### Text to read
---*---

Michael Creed's Blog

Don’t Count On Buyers To Overlook "Minor" Imperfections
February 7th, 2008 10:51 AM

 

With the spring selling season almost upon us, I thought I would throw out a quick tip for those of you that are looking to sell your home this year. 

 

Like most homeowners, you’ve probably stayed on top of major repairs and maintenance, making sure that your house is painted regularly, that your furnace is running efficiently, and that your roof isn’t leaking.  It’s those minor tasks that seem to get neglected for months on end – that leaky bathroom faucet, that broken doorbell, that torn window screen in the bedroom.

 

All those tiny little flaws in your otherwise beautifully maintained home will add up to “owner neglect” to the observant buyer.  If you want to sell your home quickly and for a good price, all signs of owner neglect must be eliminated.

 

Take a pad and paper and a pencil and launch an immediate, super-critical tour of your home, inside and out.  Note all offenders such as loose doorknobs, cracked windowpanes, peeling paint, rusting gutters, etc.  Don’t count on buyers to overlook these seemingly minor imperfections.  It’s annoying little flaws like these that keep your home from showing its best and often add up to a no-sale for you and your family.  Get to a hardware store and make those minor repairs!!

 

I hope that you have a great day!  Feel free to post your comments below.


Posted by Michael Creed on February 7th, 2008 10:51 AMPost a Comment (0)

Title Insurance
February 28th, 2008 10:46 AM

 

What is Title Insurance and do I need it?

---*---

### Aim
Update the home-selling blog post from "Michael Creed's Blog" up to and including "home this year.", replacing "spring" with "summer". The material after this point comes from a separate source.

[Pointing and labeling entries]
---*---

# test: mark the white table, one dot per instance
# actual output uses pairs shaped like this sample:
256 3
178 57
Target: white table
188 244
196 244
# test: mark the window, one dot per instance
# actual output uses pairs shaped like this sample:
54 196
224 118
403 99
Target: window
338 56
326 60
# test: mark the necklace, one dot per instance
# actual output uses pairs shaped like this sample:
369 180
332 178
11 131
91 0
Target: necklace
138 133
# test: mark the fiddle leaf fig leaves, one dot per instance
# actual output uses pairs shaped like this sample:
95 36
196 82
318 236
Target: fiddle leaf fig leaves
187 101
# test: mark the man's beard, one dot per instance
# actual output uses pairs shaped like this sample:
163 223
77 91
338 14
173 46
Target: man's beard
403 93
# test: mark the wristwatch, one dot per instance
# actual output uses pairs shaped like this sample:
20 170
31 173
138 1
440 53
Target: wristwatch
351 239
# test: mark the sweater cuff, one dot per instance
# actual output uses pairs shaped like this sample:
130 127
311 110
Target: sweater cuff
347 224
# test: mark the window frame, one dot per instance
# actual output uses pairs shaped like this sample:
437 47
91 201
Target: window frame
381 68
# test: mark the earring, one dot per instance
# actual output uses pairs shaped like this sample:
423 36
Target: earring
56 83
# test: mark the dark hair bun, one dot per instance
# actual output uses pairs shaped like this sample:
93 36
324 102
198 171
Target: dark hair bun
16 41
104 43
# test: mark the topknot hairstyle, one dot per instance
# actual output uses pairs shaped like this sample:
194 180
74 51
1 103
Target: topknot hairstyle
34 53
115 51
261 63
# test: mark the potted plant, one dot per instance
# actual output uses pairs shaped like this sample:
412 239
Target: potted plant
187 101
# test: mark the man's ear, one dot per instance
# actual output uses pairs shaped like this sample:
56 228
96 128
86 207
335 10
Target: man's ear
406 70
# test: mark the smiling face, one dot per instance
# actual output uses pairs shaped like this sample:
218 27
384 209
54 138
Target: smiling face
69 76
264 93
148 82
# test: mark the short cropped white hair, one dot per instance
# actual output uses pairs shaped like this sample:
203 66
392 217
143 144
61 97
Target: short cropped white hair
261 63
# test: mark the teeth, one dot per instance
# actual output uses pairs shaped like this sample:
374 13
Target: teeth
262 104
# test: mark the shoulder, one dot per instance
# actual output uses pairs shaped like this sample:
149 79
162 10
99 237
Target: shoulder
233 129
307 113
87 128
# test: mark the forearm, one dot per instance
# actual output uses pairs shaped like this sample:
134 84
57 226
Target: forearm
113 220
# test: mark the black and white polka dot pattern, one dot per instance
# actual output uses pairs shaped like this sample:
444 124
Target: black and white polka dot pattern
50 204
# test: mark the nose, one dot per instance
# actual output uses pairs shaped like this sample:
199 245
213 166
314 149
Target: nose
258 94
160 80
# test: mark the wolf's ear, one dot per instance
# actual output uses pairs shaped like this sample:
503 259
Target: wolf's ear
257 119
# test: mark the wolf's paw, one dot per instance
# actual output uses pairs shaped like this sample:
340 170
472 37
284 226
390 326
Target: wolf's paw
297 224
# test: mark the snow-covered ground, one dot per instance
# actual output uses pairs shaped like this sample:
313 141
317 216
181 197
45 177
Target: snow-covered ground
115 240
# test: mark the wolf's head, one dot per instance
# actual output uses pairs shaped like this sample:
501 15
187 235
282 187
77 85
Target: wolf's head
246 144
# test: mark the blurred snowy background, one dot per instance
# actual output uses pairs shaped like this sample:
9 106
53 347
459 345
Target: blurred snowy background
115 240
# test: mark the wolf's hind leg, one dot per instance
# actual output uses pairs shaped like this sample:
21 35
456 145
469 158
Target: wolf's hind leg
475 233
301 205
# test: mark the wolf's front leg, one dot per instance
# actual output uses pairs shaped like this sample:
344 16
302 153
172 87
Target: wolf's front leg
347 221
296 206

---*---

### Exercise response
Michael Creed's Blog

Don’t Count On Buyers To Overlook "Minor" Imperfections
February 7th, 2008 10:51 AM

 

With the summer selling season almost upon us, I thought I would throw out a quick tip for those of you that are looking to sell your home this year.